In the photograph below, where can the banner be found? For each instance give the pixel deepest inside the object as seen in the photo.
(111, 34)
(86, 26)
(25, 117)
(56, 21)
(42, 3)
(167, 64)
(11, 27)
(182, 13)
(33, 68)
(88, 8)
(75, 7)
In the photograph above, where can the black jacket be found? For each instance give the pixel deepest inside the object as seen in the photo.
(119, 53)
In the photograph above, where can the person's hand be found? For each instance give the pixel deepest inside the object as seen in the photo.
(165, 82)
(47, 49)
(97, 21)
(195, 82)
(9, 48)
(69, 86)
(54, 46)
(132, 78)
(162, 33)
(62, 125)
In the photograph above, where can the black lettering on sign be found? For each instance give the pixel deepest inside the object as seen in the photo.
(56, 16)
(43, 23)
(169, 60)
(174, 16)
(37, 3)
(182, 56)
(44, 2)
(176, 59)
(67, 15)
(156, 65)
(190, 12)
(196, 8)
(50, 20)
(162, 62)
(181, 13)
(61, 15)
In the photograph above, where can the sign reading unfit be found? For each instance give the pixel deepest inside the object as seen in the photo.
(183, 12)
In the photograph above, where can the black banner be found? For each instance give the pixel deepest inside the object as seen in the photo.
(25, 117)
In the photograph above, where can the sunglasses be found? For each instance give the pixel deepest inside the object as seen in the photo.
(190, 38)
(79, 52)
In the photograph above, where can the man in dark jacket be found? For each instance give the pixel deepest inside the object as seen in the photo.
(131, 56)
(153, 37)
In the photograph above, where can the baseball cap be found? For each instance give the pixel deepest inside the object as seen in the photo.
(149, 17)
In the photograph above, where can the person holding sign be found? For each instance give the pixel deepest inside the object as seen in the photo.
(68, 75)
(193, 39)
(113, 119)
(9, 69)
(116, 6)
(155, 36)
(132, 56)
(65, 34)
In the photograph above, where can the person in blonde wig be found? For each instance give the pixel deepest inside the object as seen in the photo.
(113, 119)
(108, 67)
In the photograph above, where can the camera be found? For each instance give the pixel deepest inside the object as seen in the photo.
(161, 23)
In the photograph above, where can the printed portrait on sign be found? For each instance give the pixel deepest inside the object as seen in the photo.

=====

Reproduce all of the records above, replacing "deepest inside" with "farthest inside" at every occurrence and leaving everything else unchanged.

> [Answer to this exercise]
In the photograph below, where can the banner be found? For each instance give the pixel farthest inside the object as seen in the photo.
(111, 34)
(86, 26)
(25, 117)
(56, 21)
(42, 3)
(167, 64)
(11, 27)
(182, 13)
(33, 68)
(88, 8)
(75, 7)
In the photograph above, where can the black jacket be found? For each instance give the pixel farthest inside the object as seen in the photo.
(119, 53)
In the photograph above, where can the person's hand be found? For each instance give the pixel farthest inside the object as seen in the photo.
(165, 82)
(47, 49)
(97, 21)
(195, 82)
(9, 48)
(69, 86)
(54, 46)
(132, 78)
(162, 33)
(62, 125)
In the photograph above, where can the black lettering on sign be found? For each instance give the pixel farthest inside the object as seen in the photo.
(56, 16)
(43, 23)
(169, 60)
(174, 16)
(37, 3)
(182, 56)
(44, 2)
(176, 59)
(67, 15)
(156, 65)
(190, 12)
(196, 8)
(50, 20)
(162, 62)
(181, 13)
(61, 15)
In the photograph above, where can the sign reading unfit be found? For each instance give the pixel farthest inside the object as seen in the photo.
(183, 12)
In the photograph above, where can the black banner be found? For each instance give the pixel farthest inside the object as seen in the photo.
(25, 117)
In the photograph above, where can the sunglasses be found? For each instance give the pixel farthest inside the object as seen in the photo.
(190, 38)
(79, 52)
In the photograph above, where can the man in dark jacket be found? For each instance give the pixel farthest inside the object as seen in the photo.
(131, 56)
(153, 37)
In the photograph above, where can the baseball cap be found? For each instance give the pixel farthest inside the object as seen in the photo.
(149, 17)
In the photograph above, where can the person holding sign be found? For each instance give the pixel farthest inside the object as seen in the photo.
(68, 75)
(193, 39)
(113, 119)
(9, 69)
(116, 6)
(155, 36)
(132, 56)
(65, 34)
In the photograph above, where can the person in blonde wig be found? For each instance give the pixel farthest inside the object as seen in the photo.
(113, 119)
(108, 67)
In the photograph above, where can the camera be found? For each instance give the pixel farthest inside the object as seen in the photo.
(161, 23)
In the photograph above, where can the printed portrait on sign be found? For each instance give the pixel farthest inside the object as seen in the photo.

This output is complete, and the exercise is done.